QUOTED PASSAGE:
--- start ---

M-Rex,
I had a long drawn out response to your posts. I realized, however, that you are one of "them" and you will never change your position becasue of that. My words would have been a waste. Take that for what ever you want, good, bad, or indifferent. I will leave it with my last few paragraphs which you and a whole lot of others should read.
For the appologists on here, perception is reality for those who perceive it. In other words, if the majority of society has come to perceive the police as corrupt JBTs, then the police are in fact corrupt JBTs, whether they are or not in your perception. A lot of people, I believe a majority, have had a change of heart about law enforcement in general. Whether you believe this is fair or justified is not relevant. It remains that it is our reality. This change was brought about by various actions of law enforcement to which we reacted with a negative perception of law enforcement officers to one degree or another. The mere fact that so many people feel this way should be a clue that not all is rosy in your profession. The degree to which this negative perception has grown varies from simple distrust, which is very widespread IMO, to full blown "hate cops wouldn't call 911 to save them if they were all dying". I don't think the latter is widespread and admittedly to go that far there are probably other issues at work as well like mental illness. Like I said though, go ask any number of people the simple question "do you trust cops?" and the answer will most often be "no". We are not "cop haters". We are simply responding to our perception of what we see.
I realize most of what I have written is lost on the apologists. You who are apologists won't like this and will likely respond with the usual barage of attacks. Oh well. FWIW I recognize that law enforcement is both a necessary and difficult function in our society. I really wish things would improve. As I have said on numerous occasions before, the onus is on the police to improve society's pereption of them. We, the general public, will not simply wake up one day and forget what we have seen, heard, and experienced. It's going to take a lot of hard work and positive community relations. You can scream "cop hater" till you are blue in the face and it won't change a thing.

--- end ---

[Point labeling examples]
--- start ---

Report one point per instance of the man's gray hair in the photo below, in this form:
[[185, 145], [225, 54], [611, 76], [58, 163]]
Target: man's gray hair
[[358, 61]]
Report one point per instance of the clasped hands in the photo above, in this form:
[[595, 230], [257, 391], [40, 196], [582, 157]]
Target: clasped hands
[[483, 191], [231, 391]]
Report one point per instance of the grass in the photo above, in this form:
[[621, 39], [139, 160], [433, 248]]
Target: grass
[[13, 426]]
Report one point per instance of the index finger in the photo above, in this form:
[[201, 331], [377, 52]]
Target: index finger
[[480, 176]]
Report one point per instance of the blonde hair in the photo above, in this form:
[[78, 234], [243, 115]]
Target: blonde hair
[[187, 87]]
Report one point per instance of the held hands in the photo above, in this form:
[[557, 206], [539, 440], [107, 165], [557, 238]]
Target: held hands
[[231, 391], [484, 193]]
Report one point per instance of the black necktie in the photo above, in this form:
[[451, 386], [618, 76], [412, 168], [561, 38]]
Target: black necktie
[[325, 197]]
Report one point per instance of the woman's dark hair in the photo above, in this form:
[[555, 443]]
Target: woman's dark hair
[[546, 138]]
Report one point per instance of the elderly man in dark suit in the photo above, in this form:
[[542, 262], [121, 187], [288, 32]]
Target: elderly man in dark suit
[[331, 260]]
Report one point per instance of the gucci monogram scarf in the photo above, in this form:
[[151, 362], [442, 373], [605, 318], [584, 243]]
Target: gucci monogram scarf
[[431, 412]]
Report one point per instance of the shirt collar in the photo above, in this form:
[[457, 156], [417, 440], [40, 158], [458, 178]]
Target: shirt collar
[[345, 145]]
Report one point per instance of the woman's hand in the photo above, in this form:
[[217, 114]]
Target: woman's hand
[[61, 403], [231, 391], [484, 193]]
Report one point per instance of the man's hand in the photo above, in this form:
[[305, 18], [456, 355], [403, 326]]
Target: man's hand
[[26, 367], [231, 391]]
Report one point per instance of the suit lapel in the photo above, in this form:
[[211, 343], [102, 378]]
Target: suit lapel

--- end ---

Resume the forum post about public distrust of police, picking up right after its final sentence.

RESPONSE TO THIS EXERCISE:
For those who really care about what could be done to improve things, which is probably not many, I'll list my opinions again about what law enforcement can do to fix this rift between "them and us". For starters get ahold of your unions. When someone commits a crime, like assaulting an AP reporter, it is not a labor relation issue. It's a criminal issue. Criminals should not be in law enforcement. Sending the union talking heads out in front of the cameras to defend them makes you all look bad. When you defend the indefensible you yourself become indefensible. Your unions political positions on things like gun control also hurt you badly. We stood united to fight for your 50 state CCW rights, where are your union leaders in our time of need? DO use your unions to stop your being used as political pawns and revenue generators. Do the right thing. I know, it really is harder than it looks. In this instance here several federal LEO's watched a NOPD officer assault a reporter with zero justifcation. An arrest should have been made on the spot. In another thread officers driving recklessly were only stopped after numerous 911 calls. How many patrol cars were passed that simply looked at the spectacle of lights and looked the other way?
The list goes on, but you get the drift. Give us a reason to change our perception and we will. We really want to. Until then things will only get worse. One day it will devolve in to something horrific I'm afraid, and that will truly be a bad day for our country.
I.C.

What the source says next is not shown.